→ **INSTRUCTIONS FOR THE TASK**: In the article below on CVS Health's third-quarter results, reproduce word for word the passage from "Goldman Sachs analysts" up to and including "in pre-market Wednesday.".

→ **EXCERPT TO READ**:
....

By Senad Karaahmetovic
CVS Health Corp (NYSE:) reported better-than-expected Q3 results and raised its full-year forecast.
CVS posted a Q3 of $2.09 on revenue of $81.16 billion, beating the consensus of $2.00 on revenue of $76.76 billion. Revenue rose 10% year-over-year, driven by the 11% jump in Pharmacy Services revenue.
“We delivered another outstanding quarter, and have raised full-year guidance as a result. We continue to execute on our strategy with a focus on expanding capabilities in health care delivery, and the announced acquisition of Signify Health will further strengthen our engagement with consumers,” said Karen Lynch, CVS Health President, and CEO.
CVS increased its FY EPS forecast to a range of $8.55-$8.65 from the prior $8.40-8.60, while also topping the consensus of $8.55. The cash flow from operations is now seen at $14 billion (the midpoint), up from the prior $13 billion forecast and again higher than the $13.1 billion consensus.
CVS also announced it reached a $5 billion opioid settlement that will be paid over the next ten years beginning in 2023.
Goldman Sachs analysts commented:
“We would also note that PYD/NII (not in guidance) have typically proven favorable and 2023 could reflect investments the company is making to improve its 2024 Star scores. We also look for management to provide additional details on the potential earnings impact from the 2023 Star scores headwind and CNC PBM contract loss in 2024,”
CVS shares are up 1.5% in pre-market Wednesday.

....

→ **GIVEN RECORDS**:
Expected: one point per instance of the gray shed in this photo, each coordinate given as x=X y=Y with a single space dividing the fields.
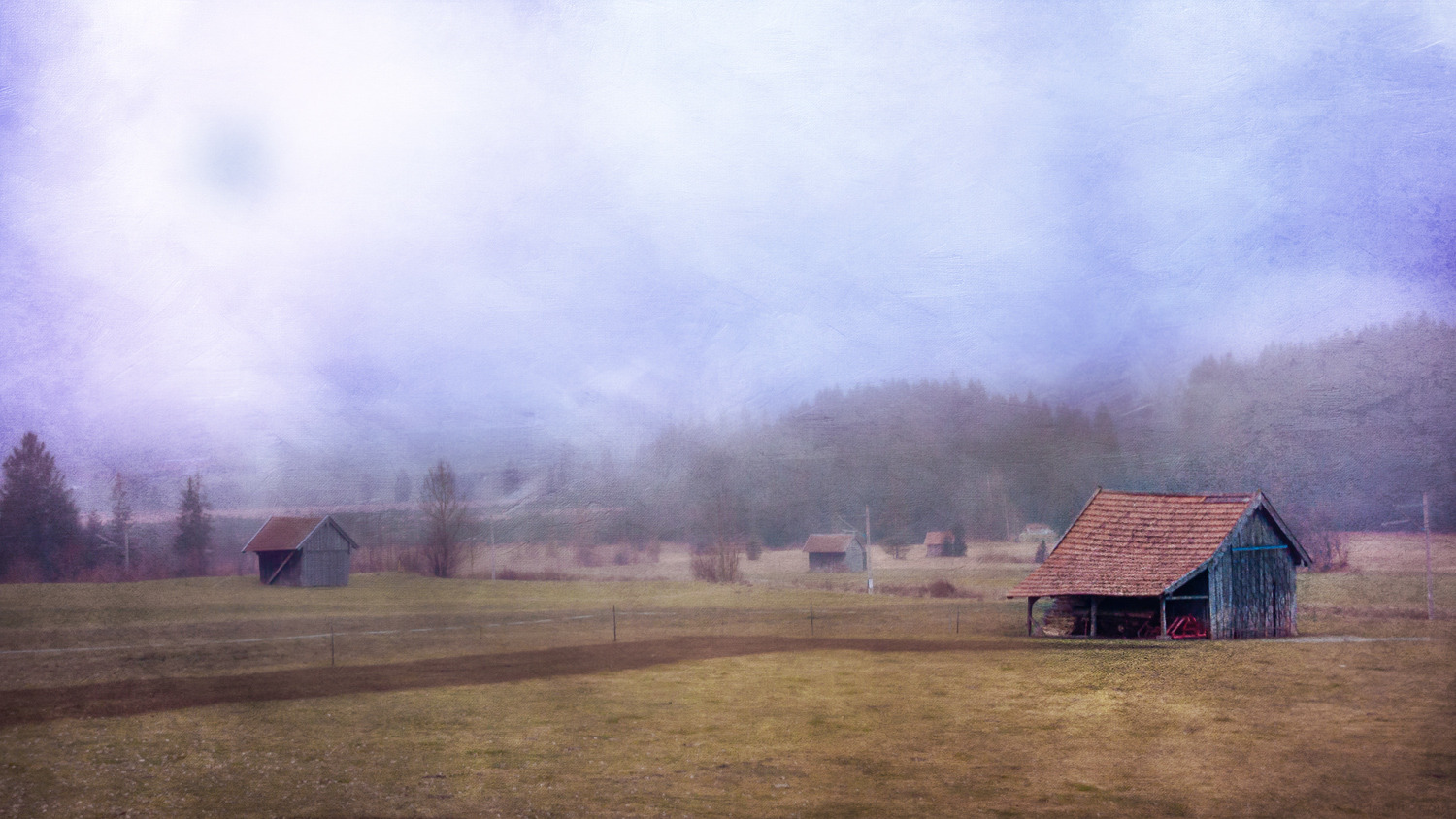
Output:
x=302 y=551
x=836 y=553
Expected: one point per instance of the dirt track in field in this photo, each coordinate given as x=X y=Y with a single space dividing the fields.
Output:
x=163 y=694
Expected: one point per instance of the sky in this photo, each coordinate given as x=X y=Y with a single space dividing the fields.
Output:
x=378 y=230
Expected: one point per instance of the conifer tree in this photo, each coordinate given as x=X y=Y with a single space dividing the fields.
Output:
x=38 y=519
x=194 y=530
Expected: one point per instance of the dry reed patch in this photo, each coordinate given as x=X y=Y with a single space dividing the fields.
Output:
x=1398 y=551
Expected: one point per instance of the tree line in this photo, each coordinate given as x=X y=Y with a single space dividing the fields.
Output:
x=1341 y=434
x=44 y=539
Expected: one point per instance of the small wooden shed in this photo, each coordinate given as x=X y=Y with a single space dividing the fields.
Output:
x=302 y=551
x=836 y=553
x=940 y=544
x=1146 y=565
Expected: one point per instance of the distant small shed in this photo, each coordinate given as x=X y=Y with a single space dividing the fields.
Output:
x=836 y=553
x=1037 y=533
x=302 y=551
x=1143 y=565
x=940 y=544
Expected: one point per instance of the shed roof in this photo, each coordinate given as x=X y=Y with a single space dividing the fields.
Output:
x=285 y=534
x=1141 y=544
x=830 y=544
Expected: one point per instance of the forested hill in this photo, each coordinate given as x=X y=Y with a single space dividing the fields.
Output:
x=1342 y=434
x=1347 y=431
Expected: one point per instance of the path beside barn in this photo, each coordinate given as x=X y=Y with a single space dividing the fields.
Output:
x=146 y=696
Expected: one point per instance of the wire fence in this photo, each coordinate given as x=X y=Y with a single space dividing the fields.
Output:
x=238 y=647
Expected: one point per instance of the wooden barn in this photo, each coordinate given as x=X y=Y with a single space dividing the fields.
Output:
x=302 y=551
x=1143 y=565
x=836 y=553
x=940 y=544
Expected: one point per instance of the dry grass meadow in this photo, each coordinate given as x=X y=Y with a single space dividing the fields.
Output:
x=1013 y=728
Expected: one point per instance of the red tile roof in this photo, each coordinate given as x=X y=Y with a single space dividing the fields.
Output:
x=830 y=544
x=280 y=534
x=1136 y=544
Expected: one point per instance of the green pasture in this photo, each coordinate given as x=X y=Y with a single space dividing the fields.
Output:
x=1028 y=728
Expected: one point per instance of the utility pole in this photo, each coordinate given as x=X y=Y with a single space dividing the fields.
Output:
x=1426 y=519
x=868 y=572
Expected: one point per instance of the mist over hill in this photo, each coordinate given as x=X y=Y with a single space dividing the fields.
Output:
x=305 y=247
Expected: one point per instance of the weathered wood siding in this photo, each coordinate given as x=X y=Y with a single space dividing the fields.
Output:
x=1251 y=583
x=325 y=559
x=268 y=563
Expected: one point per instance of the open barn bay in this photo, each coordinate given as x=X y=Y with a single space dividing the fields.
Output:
x=510 y=699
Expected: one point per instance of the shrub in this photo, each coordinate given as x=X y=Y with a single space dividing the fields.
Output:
x=941 y=589
x=718 y=563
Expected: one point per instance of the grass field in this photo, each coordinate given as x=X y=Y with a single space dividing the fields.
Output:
x=1016 y=726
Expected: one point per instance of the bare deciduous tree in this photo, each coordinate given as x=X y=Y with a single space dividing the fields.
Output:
x=447 y=519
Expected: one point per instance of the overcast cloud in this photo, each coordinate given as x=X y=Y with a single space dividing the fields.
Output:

....

→ **TASK OUTPUT**:
Goldman Sachs analysts commented:
“We would also note that PYD/NII (not in guidance) have typically proven favorable and 2023 could reflect investments the company is making to improve its 2024 Star scores. We also look for management to provide additional details on the potential earnings impact from the 2023 Star scores headwind and CNC PBM contract loss in 2024,”
CVS shares are up 1.5% in pre-market Wednesday.